Retype all of the entries word for word.
######
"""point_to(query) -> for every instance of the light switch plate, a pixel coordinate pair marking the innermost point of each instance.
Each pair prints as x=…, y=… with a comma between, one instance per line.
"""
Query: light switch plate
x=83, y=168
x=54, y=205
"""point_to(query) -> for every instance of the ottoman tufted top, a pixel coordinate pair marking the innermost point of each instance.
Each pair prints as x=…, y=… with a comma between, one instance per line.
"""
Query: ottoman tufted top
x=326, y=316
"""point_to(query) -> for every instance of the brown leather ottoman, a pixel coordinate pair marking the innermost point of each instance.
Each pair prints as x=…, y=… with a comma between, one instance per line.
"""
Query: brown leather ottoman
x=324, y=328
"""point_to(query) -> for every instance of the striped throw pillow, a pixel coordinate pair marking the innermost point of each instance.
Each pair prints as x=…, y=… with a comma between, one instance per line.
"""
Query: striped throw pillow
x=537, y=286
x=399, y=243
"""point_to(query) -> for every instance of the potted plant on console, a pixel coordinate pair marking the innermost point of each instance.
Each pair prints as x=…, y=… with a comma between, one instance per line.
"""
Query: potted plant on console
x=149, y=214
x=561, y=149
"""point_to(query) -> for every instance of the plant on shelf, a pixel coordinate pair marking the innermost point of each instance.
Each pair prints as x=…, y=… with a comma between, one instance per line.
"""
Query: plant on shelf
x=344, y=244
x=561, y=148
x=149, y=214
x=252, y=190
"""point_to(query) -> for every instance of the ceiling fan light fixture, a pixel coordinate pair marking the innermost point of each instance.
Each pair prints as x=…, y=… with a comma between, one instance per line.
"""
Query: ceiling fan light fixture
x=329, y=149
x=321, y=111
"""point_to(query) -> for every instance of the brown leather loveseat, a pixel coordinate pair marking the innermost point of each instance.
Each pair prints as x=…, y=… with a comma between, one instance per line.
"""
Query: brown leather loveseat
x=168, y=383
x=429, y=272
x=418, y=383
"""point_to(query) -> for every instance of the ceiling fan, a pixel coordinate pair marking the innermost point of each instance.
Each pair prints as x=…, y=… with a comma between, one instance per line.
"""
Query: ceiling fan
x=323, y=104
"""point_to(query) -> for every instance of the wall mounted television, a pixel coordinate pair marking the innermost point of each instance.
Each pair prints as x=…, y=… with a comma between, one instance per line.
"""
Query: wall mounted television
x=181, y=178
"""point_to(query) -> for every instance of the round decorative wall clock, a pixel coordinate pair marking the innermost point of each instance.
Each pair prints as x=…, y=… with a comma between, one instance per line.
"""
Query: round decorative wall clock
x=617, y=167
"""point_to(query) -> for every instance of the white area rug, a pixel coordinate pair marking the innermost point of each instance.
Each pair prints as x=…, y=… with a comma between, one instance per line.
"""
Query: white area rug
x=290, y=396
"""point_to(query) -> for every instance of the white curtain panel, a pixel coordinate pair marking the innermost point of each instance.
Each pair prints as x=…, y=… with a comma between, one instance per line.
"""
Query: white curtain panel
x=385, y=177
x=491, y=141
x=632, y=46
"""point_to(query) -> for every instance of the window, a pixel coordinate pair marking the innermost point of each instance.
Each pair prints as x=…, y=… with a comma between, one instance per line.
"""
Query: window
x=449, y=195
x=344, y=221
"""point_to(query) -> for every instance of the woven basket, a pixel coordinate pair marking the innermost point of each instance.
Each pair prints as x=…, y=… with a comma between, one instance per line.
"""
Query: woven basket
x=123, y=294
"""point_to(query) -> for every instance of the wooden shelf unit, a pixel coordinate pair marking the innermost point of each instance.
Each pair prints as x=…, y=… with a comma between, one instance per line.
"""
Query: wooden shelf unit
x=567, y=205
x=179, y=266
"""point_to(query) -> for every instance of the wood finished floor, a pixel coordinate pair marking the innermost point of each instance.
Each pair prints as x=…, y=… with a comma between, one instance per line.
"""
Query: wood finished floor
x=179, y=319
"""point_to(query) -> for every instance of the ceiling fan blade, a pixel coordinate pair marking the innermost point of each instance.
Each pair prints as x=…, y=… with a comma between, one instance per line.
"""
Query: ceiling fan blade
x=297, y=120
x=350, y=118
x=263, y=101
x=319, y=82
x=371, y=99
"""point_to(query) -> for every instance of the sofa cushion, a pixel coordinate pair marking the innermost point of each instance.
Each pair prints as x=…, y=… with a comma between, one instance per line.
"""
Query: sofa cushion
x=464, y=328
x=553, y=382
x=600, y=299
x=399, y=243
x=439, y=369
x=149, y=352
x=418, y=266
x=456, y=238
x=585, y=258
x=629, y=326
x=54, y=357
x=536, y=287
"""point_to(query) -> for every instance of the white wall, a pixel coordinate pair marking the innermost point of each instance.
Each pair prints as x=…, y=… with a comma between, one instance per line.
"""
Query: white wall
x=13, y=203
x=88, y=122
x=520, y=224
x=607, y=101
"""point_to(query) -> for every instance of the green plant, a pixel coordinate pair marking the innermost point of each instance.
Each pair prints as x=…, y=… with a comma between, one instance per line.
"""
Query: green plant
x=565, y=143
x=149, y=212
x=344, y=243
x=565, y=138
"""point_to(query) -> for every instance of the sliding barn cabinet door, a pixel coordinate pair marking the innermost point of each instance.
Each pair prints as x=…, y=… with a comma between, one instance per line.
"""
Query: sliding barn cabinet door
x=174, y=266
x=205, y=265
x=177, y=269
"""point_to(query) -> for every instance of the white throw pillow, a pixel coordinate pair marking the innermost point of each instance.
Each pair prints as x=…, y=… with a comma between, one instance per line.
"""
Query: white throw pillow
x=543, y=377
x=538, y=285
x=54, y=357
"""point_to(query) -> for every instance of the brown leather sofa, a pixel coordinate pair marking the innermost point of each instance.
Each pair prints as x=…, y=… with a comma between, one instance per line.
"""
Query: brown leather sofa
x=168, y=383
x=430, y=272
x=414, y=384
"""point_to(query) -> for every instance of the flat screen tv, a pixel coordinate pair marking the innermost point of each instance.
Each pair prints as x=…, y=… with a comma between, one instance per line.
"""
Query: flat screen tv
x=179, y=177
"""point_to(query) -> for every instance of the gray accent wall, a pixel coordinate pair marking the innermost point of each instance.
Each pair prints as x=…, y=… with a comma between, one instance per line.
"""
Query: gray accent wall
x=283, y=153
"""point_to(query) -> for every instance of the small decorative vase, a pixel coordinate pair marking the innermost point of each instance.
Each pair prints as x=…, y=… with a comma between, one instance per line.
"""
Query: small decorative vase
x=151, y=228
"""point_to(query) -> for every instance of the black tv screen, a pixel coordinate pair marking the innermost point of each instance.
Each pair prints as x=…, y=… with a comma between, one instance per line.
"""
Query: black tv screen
######
Answer »
"""point_to(query) -> for every instance of the light switch plate, a pixel coordinate pair marking the innermost point of each instance.
Each pair prints as x=…, y=… with a comma between, one instance per line.
"""
Query: light switch plate
x=83, y=168
x=54, y=205
"""point_to(query) -> for every instance of the ottoman tufted top, a pixel coordinate pair marking the innermost point of each instance.
Each pair prints as x=…, y=… with a comma between, one instance per line.
"""
Query: ottoman tufted top
x=326, y=316
"""point_to(query) -> for every instance of the brown leather ottoman, a pixel coordinate pair marking the innermost point of each instance.
Each pair prints as x=…, y=… with a comma between, one instance per line.
"""
Query: brown leather ottoman
x=324, y=328
"""point_to(query) -> for every instance of the striped throw pillow, a pixel coordinate pair marking the innermost point of each instance.
Each pair prints as x=…, y=… with a comma between, one instance per line.
"""
Query: striped throw pillow
x=537, y=286
x=399, y=243
"""point_to(query) -> for every instance of the potted plant on console, a pixel coordinate pair marking the innermost point of each instance.
Each pair prints as x=…, y=… with a comma between, one instance per line.
"""
Query: potted plant on console
x=149, y=214
x=561, y=149
"""point_to(query) -> for every instance of the plant on shelf, a pixel coordinate pair marking the innermost point of each instance.
Each pair prints as x=…, y=… with a comma between, one instance per line.
"""
Query: plant on shelf
x=344, y=244
x=561, y=148
x=149, y=214
x=252, y=190
"""point_to(query) -> for every instance of the ceiling fan light fixture, a pixel coordinate pair marking the innermost point of each instance.
Each pair prints as x=…, y=… with a comma between, one instance per line.
"""
Query: ceiling fan light fixture
x=329, y=149
x=321, y=111
"""point_to(query) -> for every instance of the brown leather loveseat, a pixel coordinate pair marking the innermost point of each instance.
Each pair prints as x=…, y=… with a comma between, one instance per line.
"""
Query: brown leather loveseat
x=168, y=383
x=429, y=272
x=418, y=383
"""point_to(query) -> for every instance of the ceiling fan, a pixel coordinate pair marking the innermost point of each instance.
Each pair prints as x=…, y=… with a comma between, one instance per line.
"""
Query: ceiling fan
x=323, y=104
"""point_to(query) -> for every instance of the wall mounted television, a pixel coordinate pair marking the innermost point of each instance.
Each pair prints as x=…, y=… with a comma between, one instance per line.
"""
Query: wall mounted television
x=181, y=178
"""point_to(query) -> for every instance of the round decorative wall clock, a pixel coordinate pair marking the innermost point of each instance.
Each pair prints as x=…, y=… with a comma between, one instance per line.
"""
Query: round decorative wall clock
x=617, y=167
"""point_to(query) -> for every instance of the white area rug, a pixel coordinate pair marking the innermost point of each instance.
Each pair prints as x=…, y=… with a comma between, one instance per line.
"""
Query: white area rug
x=290, y=396
"""point_to(query) -> for every instance of the white curtain panel, a pixel coordinate pair marking the innermost point of each instance.
Each pair prints as x=…, y=… with a comma between, one instance per line.
"""
Query: white curtain panel
x=385, y=177
x=491, y=141
x=632, y=46
"""point_to(query) -> for every instance of the window, a pixel coordinate pair marking the innermost point of each instance.
Each pair prints as x=…, y=… with a comma between, one instance per line.
"""
Query: window
x=449, y=195
x=344, y=221
"""point_to(query) -> for every instance of the woven basket, a pixel coordinate pair marking the innermost point of each instance.
Each pair prints as x=…, y=… with a comma between, one instance per line.
"""
Query: woven basket
x=123, y=294
"""point_to(query) -> for every instance of the wooden shelf unit, a pixel coordinate pair marking the innermost point of each instance.
Each pair prints as x=…, y=… with a comma between, one instance per line.
"""
Query: wooden shelf unit
x=567, y=205
x=179, y=266
"""point_to(query) -> for every instance of the wood finished floor, a pixel coordinate pair marking the innermost point of each instance.
Each pair prints as x=…, y=… with a comma between, one instance per line.
"""
Query: wood finished floor
x=179, y=319
"""point_to(query) -> for every instance of the ceiling fan blade, a pixel coordinate pair marking the innermost point of each instance.
Each pair prints as x=…, y=… with a comma between, one instance per line.
"""
Query: ceiling fan blade
x=297, y=120
x=350, y=118
x=263, y=101
x=319, y=82
x=371, y=99
"""point_to(query) -> for every instance of the sofa cushion, a pixel coordinate pair marking the innermost point of each instance.
Each pair prints as x=…, y=… with a comma between, one instance per line.
"""
Query: sofa cushion
x=464, y=328
x=553, y=382
x=600, y=299
x=399, y=243
x=439, y=369
x=149, y=352
x=418, y=266
x=456, y=238
x=585, y=258
x=629, y=326
x=54, y=357
x=536, y=287
"""point_to(query) -> for every instance of the white wall, a pixel coordinate pair marking the innermost point of each instance.
Each pair prints as x=…, y=… with a comma between, one instance per line.
"""
Query: white wall
x=13, y=203
x=88, y=122
x=520, y=224
x=607, y=101
"""point_to(query) -> for every instance of the green plant, a pixel coordinate pair marking the innermost point of each instance.
Each pair prints as x=…, y=… with a comma between, one instance per line.
"""
Query: green plant
x=565, y=143
x=149, y=212
x=344, y=243
x=565, y=138
"""point_to(query) -> for every instance of the sliding barn cabinet door, a pixel coordinate pair marking the innermost point of each instance.
Each pair prints as x=…, y=… with a comma between, one instance per line.
"""
Query: sliding barn cabinet door
x=174, y=266
x=205, y=265
x=177, y=269
"""point_to(query) -> for every instance of the white throw pillow, a pixel coordinate pair marking the innermost point of each instance.
Each pair prints as x=…, y=… with a comma between, one instance per line.
"""
Query: white throw pillow
x=543, y=377
x=538, y=285
x=54, y=357
"""point_to(query) -> for every instance of the brown leather sofa, a pixel coordinate pair marking the innermost point of each instance.
Each pair prints as x=…, y=… with a comma between, one instance per line.
"""
Query: brown leather sofa
x=168, y=383
x=430, y=272
x=414, y=384
"""point_to(query) -> for every instance of the flat screen tv, a pixel coordinate pair marking the innermost point of each instance.
Each pair prints as x=…, y=… with a comma between, one instance per line.
"""
Query: flat screen tv
x=179, y=177
"""point_to(query) -> for every instance of the gray accent wall, a pixel coordinate pair marking the innermost point of each instance.
Each pair prints as x=…, y=… with a comma between, one instance per line.
"""
Query: gray accent wall
x=283, y=153
"""point_to(query) -> for every instance of the small decorative vase, a pixel coordinate pair marking the innermost point of each instance.
Each pair prints as x=…, y=… with a comma between, one instance per line.
"""
Query: small decorative vase
x=151, y=228
"""point_to(query) -> for every instance of the black tv screen, a pixel coordinate pair marking the innermost point of each instance.
Each pair prints as x=…, y=… with a comma between, one instance per line.
"""
Query: black tv screen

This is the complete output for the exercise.